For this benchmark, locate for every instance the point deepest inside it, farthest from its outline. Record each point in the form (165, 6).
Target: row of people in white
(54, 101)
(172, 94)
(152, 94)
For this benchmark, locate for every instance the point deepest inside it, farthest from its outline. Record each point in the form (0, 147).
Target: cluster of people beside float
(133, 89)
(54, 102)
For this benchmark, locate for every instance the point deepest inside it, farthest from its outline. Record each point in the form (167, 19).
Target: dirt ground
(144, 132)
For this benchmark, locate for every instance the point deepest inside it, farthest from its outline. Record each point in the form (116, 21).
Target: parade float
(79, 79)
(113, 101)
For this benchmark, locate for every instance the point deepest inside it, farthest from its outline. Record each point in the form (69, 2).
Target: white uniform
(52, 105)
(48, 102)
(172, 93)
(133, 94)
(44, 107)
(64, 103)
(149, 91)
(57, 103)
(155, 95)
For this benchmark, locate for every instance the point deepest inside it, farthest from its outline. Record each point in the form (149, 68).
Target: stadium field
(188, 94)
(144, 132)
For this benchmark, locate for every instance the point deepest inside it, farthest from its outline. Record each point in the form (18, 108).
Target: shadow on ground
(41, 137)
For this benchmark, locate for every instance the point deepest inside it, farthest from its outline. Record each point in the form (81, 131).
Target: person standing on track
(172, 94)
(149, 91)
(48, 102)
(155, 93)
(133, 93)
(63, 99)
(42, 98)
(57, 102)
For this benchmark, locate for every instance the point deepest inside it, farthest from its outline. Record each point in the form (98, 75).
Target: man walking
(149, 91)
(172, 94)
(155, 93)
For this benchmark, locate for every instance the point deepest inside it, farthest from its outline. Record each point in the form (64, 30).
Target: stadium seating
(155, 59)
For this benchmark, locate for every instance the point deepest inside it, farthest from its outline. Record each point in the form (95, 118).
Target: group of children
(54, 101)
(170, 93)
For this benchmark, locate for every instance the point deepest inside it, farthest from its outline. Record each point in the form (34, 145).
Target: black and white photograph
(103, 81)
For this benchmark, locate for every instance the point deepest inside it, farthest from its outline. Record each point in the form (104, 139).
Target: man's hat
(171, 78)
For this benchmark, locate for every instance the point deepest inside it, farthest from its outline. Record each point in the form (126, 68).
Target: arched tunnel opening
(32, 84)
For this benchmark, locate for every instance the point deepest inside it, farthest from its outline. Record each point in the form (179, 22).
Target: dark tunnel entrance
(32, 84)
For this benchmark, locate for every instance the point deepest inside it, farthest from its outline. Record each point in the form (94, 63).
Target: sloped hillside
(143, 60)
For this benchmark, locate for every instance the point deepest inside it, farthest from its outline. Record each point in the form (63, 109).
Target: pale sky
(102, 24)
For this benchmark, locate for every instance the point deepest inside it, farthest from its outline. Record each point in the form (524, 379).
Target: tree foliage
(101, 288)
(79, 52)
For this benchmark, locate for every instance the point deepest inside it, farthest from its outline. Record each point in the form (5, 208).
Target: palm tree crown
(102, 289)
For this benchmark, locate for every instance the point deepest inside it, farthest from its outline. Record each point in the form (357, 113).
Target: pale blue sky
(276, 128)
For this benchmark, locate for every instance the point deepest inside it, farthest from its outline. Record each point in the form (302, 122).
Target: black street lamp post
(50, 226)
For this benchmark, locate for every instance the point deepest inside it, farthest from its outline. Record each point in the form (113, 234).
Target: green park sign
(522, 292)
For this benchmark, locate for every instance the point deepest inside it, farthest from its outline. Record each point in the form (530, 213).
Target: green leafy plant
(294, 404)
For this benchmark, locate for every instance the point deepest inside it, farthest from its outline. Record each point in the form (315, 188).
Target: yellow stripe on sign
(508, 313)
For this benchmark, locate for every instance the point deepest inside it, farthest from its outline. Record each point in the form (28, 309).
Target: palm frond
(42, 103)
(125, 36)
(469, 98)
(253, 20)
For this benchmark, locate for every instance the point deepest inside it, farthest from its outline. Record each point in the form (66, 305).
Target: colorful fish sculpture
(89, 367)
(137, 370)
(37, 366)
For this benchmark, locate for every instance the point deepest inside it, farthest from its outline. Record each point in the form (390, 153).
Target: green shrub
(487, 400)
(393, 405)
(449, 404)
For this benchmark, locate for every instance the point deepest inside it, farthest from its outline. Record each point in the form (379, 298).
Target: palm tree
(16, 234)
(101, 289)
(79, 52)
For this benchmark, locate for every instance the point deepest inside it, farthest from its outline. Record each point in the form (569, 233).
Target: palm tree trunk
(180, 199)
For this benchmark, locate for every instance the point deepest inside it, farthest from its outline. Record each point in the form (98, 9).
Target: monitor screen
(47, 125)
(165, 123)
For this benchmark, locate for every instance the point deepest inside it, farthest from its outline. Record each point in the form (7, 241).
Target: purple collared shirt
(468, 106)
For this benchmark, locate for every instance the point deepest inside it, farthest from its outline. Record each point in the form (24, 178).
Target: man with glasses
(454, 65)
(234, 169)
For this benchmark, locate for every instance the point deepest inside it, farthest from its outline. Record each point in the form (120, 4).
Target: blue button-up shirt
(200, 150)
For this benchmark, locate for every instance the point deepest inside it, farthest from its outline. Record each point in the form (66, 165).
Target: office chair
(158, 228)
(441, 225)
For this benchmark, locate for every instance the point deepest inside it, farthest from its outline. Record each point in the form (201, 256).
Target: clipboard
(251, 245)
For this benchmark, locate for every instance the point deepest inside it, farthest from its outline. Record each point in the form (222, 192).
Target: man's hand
_ _ _ _ _ _ _
== What the task asks ==
Your task is to repeat the data exactly, with nothing left out.

== Correct response ==
For this benchmark, locate for every instance the point deepest inside it, farthest from its outline. Record each point in the form (165, 6).
Target: row of people in white
(54, 101)
(172, 94)
(152, 94)
For this benchmark, locate for every instance the point deepest inside it, farthest from its outline. Record each point in the form (0, 147).
Target: cluster of people beside float
(133, 89)
(54, 102)
For this benchmark, locate for every instance the point deepest inside it, farthest from its outline. Record each point in the form (167, 19).
Target: dirt ground
(144, 132)
For this benchmark, locate for every instance the point deepest inside it, farthest from its outline. Record each point in the form (116, 21).
Target: parade float
(79, 79)
(113, 101)
For this benchmark, locate for every instance the point deepest inside it, farthest from its outline. Record each point in the form (69, 2).
Target: white uniform
(52, 105)
(48, 102)
(172, 93)
(133, 94)
(44, 107)
(64, 103)
(149, 91)
(57, 103)
(155, 95)
For this benchmark, locate for every instance the point deepest inside it, farthest from its outline. Record each point in the form (149, 68).
Target: stadium field
(188, 94)
(144, 132)
For this benchmark, locate for every instance the point deepest inside it, farthest from its outline. Record each point in the form (18, 108).
Target: shadow on ground
(41, 137)
For this benchmark, locate for every instance the point deepest inside it, farthest from its outline. Record each point in the form (81, 131).
Target: person standing on track
(172, 94)
(149, 91)
(48, 102)
(155, 93)
(133, 93)
(63, 99)
(42, 98)
(57, 102)
For this benchmark, locate for every instance the point deepest inside it, farthest from its outline. Record each point in the form (98, 75).
Target: man walking
(149, 91)
(172, 94)
(155, 93)
For this benchmark, locate for every instance the point deepest inside it, farthest from its outline. Record each point in the form (64, 30).
Target: stadium seating
(155, 59)
For this benchmark, locate for every instance the point deepest inside it, farthest from its outline. Record each point in the form (95, 118).
Target: group of children
(54, 101)
(170, 93)
For this benchmark, locate for every instance the point deepest inside it, farthest from its outline. Record each point in the form (34, 145).
Target: black and white photograph
(103, 81)
For this benchmark, locate for every instance the point deepest inside it, farthest from its outline. Record each point in the form (104, 139).
Target: man's hat
(171, 78)
For this benchmark, locate for every instance the point deepest inside it, farthest from its outline. Record each point in the form (126, 68).
Target: arched tunnel opening
(32, 84)
For this benchmark, locate for every instance the point deepest inside it, farthest from its outline. Record each point in the form (179, 22).
Target: dark tunnel entrance
(32, 84)
For this benchmark, locate for every instance the point deepest inside it, farthest from its outline. Record each point in the form (94, 63).
Target: sloped hillside
(143, 60)
For this benchmark, locate for every instance the point deepest inside it, farthest from its outline. Record each point in the form (63, 109).
Target: pale sky
(102, 24)
For this benchmark, locate for every instance the point deepest inside it, farthest from its outline. Record each point in the form (524, 379).
Target: tree foliage
(101, 288)
(79, 52)
For this benchmark, locate for every instance the point deepest inside it, farthest from its outline. Record each point in the form (5, 208).
Target: palm tree crown
(102, 289)
For this benchmark, locate for every instance the point deepest inside it, farthest from its outline. Record each point in the form (357, 113).
Target: pale blue sky
(276, 128)
For this benchmark, locate for every instance the point deepest inside it, farthest from its outline. Record each point in the form (302, 122).
Target: black street lamp post
(50, 226)
For this benchmark, locate for every instance the point deepest inside it, farthest from its outline. Record each point in the form (113, 234).
Target: green park sign
(522, 292)
For this benchmark, locate for every instance the point deepest inside it, farthest from its outline. Record each point in the form (530, 213).
Target: green leafy plant
(294, 404)
For this benchmark, locate for every instance the point deepest inside it, farthest from its outline. Record each point in the form (315, 188).
Target: yellow stripe on sign
(508, 313)
For this benchmark, locate for every instance the point deepest inside it, farthest from its outline. Record each point in the form (28, 309).
Target: palm frond
(42, 103)
(125, 36)
(469, 98)
(253, 20)
For this benchmark, locate for every instance the point deepest inside it, farthest from its outline. Record each point in the form (66, 305).
Target: colorful fish sculpture
(89, 367)
(137, 370)
(37, 366)
For this benchmark, locate for every instance the point deepest inside it, farthest from its outline. Record each point in the form (390, 153).
Target: green shrub
(487, 400)
(393, 405)
(449, 404)
For this benchmark, locate for every instance the point deepest inside it, farthest from its outline. Record each point in the form (379, 298).
Target: palm tree
(16, 234)
(101, 289)
(79, 52)
For this benchmark, locate for every instance the point deepest inside it, farthest from its outline. Record each point in the form (569, 233).
Target: palm tree trunk
(180, 199)
For this benchmark, locate for every instance the point deepest inside it, farthest from its outline. Record each point in the form (98, 9).
Target: monitor screen
(47, 125)
(165, 123)
For this benchmark, locate for every instance the point deepest inside it, farthest from its outline. Record each point in the form (7, 241).
Target: purple collared shirt
(468, 106)
For this benchmark, locate for every instance the point deepest inside it, farthest from its outline. Record each point in the form (24, 178).
Target: man with glasses
(454, 65)
(234, 169)
For this benchmark, locate for every instance the point deepest inside it, farthest from its outline. Record each point in the form (120, 4).
Target: blue button-up shirt
(200, 150)
For this benchmark, locate for every instance the point deepest inside it, farthest from its outline. Record each point in the form (66, 165).
Target: office chair
(158, 228)
(441, 225)
For this benchmark, locate for every instance the point deepest inside it, farthest from its outline. Record each point in the form (201, 256).
Target: clipboard
(251, 245)
For this benchmark, locate for every instance the point deepest inside it, farthest from its outline. Record each point in the form (222, 192).
Target: man's hand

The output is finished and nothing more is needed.